### STATED GOAL
Copy all of the records below word for word, leaving out the pictures.

### RECORDS PROVIDED
+++

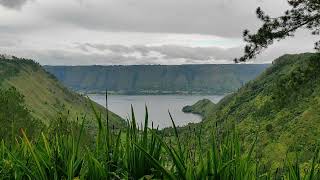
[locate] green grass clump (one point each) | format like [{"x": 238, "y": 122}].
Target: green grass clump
[{"x": 135, "y": 153}]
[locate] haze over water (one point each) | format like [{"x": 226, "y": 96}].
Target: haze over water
[{"x": 158, "y": 106}]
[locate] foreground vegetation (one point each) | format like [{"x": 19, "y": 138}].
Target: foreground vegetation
[{"x": 135, "y": 154}]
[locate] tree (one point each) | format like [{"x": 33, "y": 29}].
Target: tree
[{"x": 304, "y": 14}]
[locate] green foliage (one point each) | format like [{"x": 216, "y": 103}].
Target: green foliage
[
  {"x": 14, "y": 115},
  {"x": 304, "y": 14},
  {"x": 136, "y": 154},
  {"x": 285, "y": 97},
  {"x": 45, "y": 97},
  {"x": 203, "y": 107},
  {"x": 157, "y": 79}
]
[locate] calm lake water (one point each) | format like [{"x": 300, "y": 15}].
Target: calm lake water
[{"x": 158, "y": 106}]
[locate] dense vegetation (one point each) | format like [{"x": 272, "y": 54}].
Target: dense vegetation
[
  {"x": 303, "y": 14},
  {"x": 136, "y": 154},
  {"x": 280, "y": 108},
  {"x": 44, "y": 97},
  {"x": 158, "y": 79}
]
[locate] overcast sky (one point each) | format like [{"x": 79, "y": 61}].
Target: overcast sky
[{"x": 85, "y": 32}]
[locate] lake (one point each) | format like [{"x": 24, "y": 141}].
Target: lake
[{"x": 158, "y": 106}]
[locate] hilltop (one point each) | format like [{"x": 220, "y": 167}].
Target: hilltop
[
  {"x": 158, "y": 79},
  {"x": 280, "y": 108},
  {"x": 45, "y": 97}
]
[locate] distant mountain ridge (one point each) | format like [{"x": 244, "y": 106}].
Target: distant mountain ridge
[
  {"x": 45, "y": 96},
  {"x": 158, "y": 79}
]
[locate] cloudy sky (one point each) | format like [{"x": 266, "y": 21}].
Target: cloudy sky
[{"x": 84, "y": 32}]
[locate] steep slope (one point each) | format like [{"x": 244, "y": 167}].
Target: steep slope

+++

### OUTPUT OF THE TASK
[locate] green grass clump (one point each) | format like [{"x": 238, "y": 122}].
Target: green grass clump
[{"x": 135, "y": 153}]
[locate] haze over water (one point each) | format like [{"x": 226, "y": 96}].
Target: haze over water
[{"x": 158, "y": 106}]
[locate] foreground vegetation (one point each) | format like [{"x": 19, "y": 138}].
Target: foreground vegetation
[{"x": 135, "y": 154}]
[locate] tree (one point each) | format like [{"x": 33, "y": 29}].
Target: tree
[{"x": 304, "y": 14}]
[locate] green foliage (one point each) | format like [{"x": 216, "y": 103}].
Target: green foliage
[
  {"x": 14, "y": 115},
  {"x": 304, "y": 14},
  {"x": 136, "y": 154},
  {"x": 285, "y": 97},
  {"x": 45, "y": 97},
  {"x": 203, "y": 107},
  {"x": 157, "y": 79}
]
[locate] calm lake water (one point each) | format like [{"x": 300, "y": 15}].
Target: calm lake water
[{"x": 158, "y": 106}]
[locate] dense vegetation (one point each) | format like [{"x": 272, "y": 54}].
Target: dense vegetation
[
  {"x": 303, "y": 14},
  {"x": 136, "y": 154},
  {"x": 280, "y": 108},
  {"x": 44, "y": 97},
  {"x": 158, "y": 79}
]
[locate] overcast sky (one point each) | format like [{"x": 79, "y": 61}].
Target: overcast sky
[{"x": 85, "y": 32}]
[locate] lake (one point each) | format like [{"x": 24, "y": 141}].
Target: lake
[{"x": 158, "y": 106}]
[locate] hilltop (one point each) | format like [{"x": 220, "y": 167}].
Target: hilltop
[
  {"x": 158, "y": 79},
  {"x": 280, "y": 108},
  {"x": 45, "y": 97}
]
[locate] distant mountain ridge (one point each) | format like [{"x": 244, "y": 106}].
Target: distant mountain ridge
[
  {"x": 45, "y": 96},
  {"x": 158, "y": 79}
]
[locate] cloudy sky (one point each) | format like [{"x": 266, "y": 21}].
Target: cloudy sky
[{"x": 84, "y": 32}]
[locate] steep slope (one point each) | format like [{"x": 244, "y": 167}].
Target: steep slope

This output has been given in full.